*DATA FOR PROCESSING:*
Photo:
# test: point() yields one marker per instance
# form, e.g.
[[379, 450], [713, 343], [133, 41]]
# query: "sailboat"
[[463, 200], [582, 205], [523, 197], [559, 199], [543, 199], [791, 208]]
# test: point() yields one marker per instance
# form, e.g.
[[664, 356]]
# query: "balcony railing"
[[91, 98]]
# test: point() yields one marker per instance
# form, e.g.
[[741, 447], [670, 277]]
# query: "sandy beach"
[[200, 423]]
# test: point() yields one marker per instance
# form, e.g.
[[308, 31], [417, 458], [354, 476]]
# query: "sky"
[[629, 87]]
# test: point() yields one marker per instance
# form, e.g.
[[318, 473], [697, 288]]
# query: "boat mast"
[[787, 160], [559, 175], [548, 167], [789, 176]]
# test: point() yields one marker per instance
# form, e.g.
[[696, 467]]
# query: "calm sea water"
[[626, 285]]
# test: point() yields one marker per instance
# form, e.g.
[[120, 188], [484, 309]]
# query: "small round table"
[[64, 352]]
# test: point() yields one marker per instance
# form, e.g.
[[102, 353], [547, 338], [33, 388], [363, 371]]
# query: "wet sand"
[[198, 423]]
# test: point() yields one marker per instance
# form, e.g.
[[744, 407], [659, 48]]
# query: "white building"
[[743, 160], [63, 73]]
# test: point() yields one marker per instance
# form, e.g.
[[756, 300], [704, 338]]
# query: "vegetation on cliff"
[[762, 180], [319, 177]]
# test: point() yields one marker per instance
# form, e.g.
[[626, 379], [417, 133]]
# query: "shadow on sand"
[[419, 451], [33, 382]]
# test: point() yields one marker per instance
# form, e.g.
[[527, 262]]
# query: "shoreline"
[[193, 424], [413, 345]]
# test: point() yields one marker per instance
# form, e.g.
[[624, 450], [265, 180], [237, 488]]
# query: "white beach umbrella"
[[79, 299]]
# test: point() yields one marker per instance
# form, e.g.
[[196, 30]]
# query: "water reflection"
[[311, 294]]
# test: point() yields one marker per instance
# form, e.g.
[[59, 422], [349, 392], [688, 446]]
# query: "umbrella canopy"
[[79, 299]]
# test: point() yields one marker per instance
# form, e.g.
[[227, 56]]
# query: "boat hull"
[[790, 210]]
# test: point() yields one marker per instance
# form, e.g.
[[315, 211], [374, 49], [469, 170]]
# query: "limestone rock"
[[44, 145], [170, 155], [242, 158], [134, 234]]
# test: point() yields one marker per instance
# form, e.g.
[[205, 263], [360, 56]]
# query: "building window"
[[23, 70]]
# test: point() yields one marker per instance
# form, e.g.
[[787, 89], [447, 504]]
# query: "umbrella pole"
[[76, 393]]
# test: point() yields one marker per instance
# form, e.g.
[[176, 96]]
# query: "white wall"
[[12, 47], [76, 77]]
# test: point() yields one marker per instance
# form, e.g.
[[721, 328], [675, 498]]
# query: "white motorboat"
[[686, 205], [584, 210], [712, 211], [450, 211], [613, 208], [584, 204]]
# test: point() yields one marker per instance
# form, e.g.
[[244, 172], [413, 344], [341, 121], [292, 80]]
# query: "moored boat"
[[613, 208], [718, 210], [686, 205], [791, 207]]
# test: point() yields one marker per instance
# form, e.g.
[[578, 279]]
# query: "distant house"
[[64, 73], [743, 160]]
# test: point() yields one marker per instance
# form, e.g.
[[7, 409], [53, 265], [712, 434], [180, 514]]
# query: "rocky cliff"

*JOB:* Swap every "instance" in the data above for "object", and write the lines out again with everything else left unchanged.

*FINAL RESULT:*
Photo:
# test: point() yields one marker per object
# form, e.g.
[[379, 450], [713, 343], [133, 41]]
# query: "sailboat"
[[463, 200], [582, 205], [523, 197], [559, 199], [543, 199], [791, 208]]
# test: point() yields one marker per object
# form, e.g.
[[664, 356]]
# query: "balcony railing"
[[91, 98]]
# test: point() yields one marker per object
# form, e.g.
[[741, 447], [670, 277]]
# query: "sandy beach"
[[200, 423]]
# test: point() yields one marker per object
# form, e.g.
[[308, 31], [417, 458], [354, 476]]
# query: "sky"
[[629, 87]]
# test: point() yields one marker per object
# form, e.g.
[[318, 473], [697, 288]]
# query: "boat mast"
[[787, 160], [559, 175], [548, 167], [789, 176]]
# test: point() yields one marker per object
# form, e.g.
[[696, 467]]
# query: "calm sea water"
[[626, 285]]
# test: point() yields one marker per object
# form, e.g.
[[120, 188], [484, 309]]
# query: "small round table"
[[64, 352]]
# test: point() yields one marker per object
# form, e.g.
[[102, 353], [547, 338], [33, 388], [363, 371]]
# query: "wet sand"
[[198, 423]]
# test: point() yields one marker per object
# form, e.g.
[[744, 407], [659, 48]]
# query: "white building"
[[743, 160], [63, 73]]
# test: point() yields one marker per object
# form, e.g.
[[756, 300], [704, 338]]
# query: "vegetation on cliff"
[[762, 180], [319, 177]]
# test: point() yields one marker per object
# form, e.g.
[[626, 379], [417, 133]]
# query: "shadow on sand"
[[419, 451], [33, 382]]
# test: point() yields one marker per object
# form, e.g.
[[527, 262]]
# query: "shoreline"
[[193, 424], [413, 345]]
# test: point() yields one marker per object
# form, e.g.
[[624, 450], [265, 180], [237, 488]]
# query: "white beach umbrella"
[[79, 299]]
# test: point() yields one marker per object
# form, e.g.
[[196, 30]]
# query: "water reflection"
[[311, 294]]
# test: point() yields one marker per object
# form, e.g.
[[59, 422], [349, 392], [688, 446]]
# query: "umbrella canopy"
[[79, 299]]
# test: point() yields one marker per object
# form, e.g.
[[227, 56]]
# query: "boat hull"
[[790, 210]]
# test: point() yields one marker per object
# form, e.g.
[[315, 211], [374, 49], [469, 170]]
# query: "limestone rock"
[[44, 145], [170, 155], [242, 158], [134, 234]]
# test: point() yields one marker per object
# form, e.g.
[[205, 263], [360, 56]]
# query: "building window"
[[23, 70]]
# test: point() yields one marker per object
# form, e.g.
[[787, 89], [447, 504]]
# query: "umbrella pole"
[[76, 393]]
# test: point() yields one marker per object
# form, e.g.
[[176, 96]]
# query: "white wall"
[[12, 47], [76, 77]]
# test: point() yields one marker per object
# form, e.g.
[[721, 328], [675, 498]]
# query: "white motorboat"
[[686, 205], [584, 210], [712, 211], [450, 211], [613, 208], [584, 204]]
# test: point() yields one marker per object
# form, e.g.
[[244, 172], [413, 344], [341, 121], [292, 80]]
# query: "moored boat"
[[613, 208], [718, 210], [686, 205], [791, 207]]
# test: point() yields one marker per object
# form, e.g.
[[578, 279]]
# query: "distant house"
[[64, 73], [743, 160]]
# test: point() yields one marker per object
# form, e.g.
[[7, 409], [53, 265], [712, 434], [180, 514]]
# query: "rocky cliff"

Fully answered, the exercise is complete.